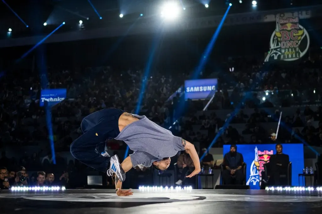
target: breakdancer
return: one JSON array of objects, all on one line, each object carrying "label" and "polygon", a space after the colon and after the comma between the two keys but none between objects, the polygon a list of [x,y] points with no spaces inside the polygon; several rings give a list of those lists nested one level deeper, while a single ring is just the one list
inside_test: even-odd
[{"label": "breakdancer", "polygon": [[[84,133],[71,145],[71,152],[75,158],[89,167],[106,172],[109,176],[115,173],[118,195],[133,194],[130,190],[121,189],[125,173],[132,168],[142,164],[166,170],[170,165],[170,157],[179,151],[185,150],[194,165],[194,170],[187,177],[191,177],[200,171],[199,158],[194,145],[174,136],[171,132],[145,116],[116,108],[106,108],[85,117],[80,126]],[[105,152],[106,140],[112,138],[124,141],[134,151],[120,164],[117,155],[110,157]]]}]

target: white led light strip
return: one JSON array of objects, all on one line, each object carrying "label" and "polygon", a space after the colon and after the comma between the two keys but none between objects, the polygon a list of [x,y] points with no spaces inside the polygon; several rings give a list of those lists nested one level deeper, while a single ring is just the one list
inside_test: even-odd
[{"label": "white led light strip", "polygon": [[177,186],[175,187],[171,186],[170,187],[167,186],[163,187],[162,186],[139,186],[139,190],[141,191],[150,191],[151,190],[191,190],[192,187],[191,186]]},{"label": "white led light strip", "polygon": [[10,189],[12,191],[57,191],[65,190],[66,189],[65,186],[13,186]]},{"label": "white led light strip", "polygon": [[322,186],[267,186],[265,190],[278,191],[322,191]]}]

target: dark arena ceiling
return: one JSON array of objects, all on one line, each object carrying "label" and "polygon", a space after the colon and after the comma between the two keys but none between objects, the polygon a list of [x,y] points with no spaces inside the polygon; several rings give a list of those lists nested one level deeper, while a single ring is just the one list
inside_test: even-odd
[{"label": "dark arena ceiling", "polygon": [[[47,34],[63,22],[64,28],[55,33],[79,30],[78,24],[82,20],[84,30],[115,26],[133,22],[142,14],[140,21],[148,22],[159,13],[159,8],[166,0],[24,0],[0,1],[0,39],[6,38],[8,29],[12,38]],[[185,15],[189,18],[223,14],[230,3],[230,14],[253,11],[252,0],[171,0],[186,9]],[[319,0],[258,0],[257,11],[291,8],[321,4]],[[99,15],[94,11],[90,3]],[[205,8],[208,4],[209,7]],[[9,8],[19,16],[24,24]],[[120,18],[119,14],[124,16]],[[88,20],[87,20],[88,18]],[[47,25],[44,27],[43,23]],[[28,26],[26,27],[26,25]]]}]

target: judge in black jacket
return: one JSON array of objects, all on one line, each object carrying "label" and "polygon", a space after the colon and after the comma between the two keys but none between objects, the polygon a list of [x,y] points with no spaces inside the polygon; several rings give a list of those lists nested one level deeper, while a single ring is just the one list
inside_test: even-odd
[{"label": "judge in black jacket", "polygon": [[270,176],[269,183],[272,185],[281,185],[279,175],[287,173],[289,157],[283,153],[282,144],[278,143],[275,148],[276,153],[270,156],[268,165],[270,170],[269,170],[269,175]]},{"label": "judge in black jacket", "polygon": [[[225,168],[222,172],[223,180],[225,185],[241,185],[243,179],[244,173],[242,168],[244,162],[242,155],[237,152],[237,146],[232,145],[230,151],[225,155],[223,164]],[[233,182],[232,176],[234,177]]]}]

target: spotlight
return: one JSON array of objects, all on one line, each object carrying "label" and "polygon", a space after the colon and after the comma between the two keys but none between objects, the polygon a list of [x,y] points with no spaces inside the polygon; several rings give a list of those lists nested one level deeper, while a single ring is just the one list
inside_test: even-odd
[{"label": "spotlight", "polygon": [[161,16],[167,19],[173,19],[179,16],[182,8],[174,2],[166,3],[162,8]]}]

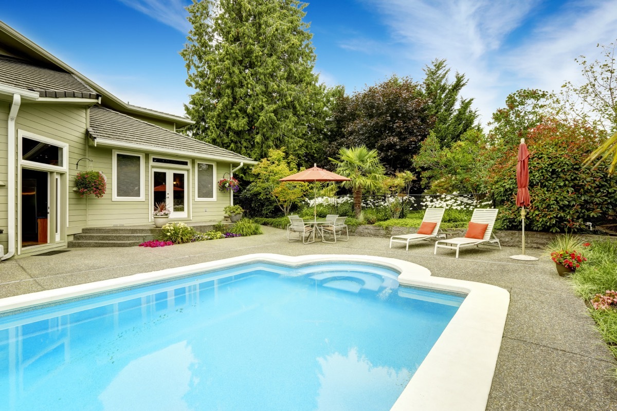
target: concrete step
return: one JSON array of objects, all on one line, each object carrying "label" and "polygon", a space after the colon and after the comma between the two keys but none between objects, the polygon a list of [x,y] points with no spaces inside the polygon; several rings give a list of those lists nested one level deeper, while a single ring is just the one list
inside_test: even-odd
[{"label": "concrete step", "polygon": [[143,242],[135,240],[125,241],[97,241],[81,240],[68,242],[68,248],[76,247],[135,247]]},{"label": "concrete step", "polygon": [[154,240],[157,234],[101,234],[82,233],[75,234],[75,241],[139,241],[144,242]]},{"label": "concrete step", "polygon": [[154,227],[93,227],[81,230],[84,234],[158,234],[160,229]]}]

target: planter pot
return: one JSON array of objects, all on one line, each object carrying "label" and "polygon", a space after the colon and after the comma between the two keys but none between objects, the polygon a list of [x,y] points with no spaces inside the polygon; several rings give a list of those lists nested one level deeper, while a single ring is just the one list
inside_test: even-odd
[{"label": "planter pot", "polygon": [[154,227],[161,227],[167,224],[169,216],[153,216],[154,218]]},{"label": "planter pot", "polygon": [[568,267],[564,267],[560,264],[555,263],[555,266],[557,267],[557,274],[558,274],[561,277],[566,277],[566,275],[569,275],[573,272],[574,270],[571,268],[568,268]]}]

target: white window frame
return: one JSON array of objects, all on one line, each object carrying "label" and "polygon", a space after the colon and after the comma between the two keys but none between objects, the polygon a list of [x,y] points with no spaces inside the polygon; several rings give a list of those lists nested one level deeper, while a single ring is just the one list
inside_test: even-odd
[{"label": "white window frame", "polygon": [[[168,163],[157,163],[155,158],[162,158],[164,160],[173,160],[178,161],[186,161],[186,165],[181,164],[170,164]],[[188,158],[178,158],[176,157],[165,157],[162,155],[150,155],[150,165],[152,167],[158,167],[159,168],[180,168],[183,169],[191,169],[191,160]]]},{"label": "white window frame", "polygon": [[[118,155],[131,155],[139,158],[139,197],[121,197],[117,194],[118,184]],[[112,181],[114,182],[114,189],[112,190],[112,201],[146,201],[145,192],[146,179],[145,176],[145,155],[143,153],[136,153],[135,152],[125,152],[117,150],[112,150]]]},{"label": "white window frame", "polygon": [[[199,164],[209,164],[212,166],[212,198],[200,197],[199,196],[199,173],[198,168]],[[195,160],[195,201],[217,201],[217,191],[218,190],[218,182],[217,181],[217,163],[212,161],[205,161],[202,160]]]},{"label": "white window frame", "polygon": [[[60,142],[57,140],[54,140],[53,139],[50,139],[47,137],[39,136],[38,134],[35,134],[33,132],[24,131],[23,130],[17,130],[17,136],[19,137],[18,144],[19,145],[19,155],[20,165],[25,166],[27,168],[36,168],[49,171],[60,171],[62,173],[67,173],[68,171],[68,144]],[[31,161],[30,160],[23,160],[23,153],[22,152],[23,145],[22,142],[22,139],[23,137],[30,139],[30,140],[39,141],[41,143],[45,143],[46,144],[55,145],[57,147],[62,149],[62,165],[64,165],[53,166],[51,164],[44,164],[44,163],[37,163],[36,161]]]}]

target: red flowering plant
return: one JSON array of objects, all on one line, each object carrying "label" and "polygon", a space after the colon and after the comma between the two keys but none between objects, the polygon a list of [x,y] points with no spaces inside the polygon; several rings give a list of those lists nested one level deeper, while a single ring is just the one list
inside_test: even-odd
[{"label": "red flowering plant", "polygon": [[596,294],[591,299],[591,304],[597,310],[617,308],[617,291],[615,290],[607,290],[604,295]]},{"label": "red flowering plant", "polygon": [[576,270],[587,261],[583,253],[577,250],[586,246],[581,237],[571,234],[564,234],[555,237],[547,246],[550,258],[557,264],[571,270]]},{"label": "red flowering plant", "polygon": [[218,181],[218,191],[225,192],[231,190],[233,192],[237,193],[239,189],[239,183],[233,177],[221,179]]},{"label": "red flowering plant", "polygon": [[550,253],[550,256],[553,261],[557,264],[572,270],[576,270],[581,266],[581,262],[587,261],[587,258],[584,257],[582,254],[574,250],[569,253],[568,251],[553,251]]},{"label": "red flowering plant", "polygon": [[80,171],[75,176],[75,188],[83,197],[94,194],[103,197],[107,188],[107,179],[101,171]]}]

→ **Direction**
Count the lines in the rows above that contain the string "target", and reply with only the number.

→ **Exercise response**
9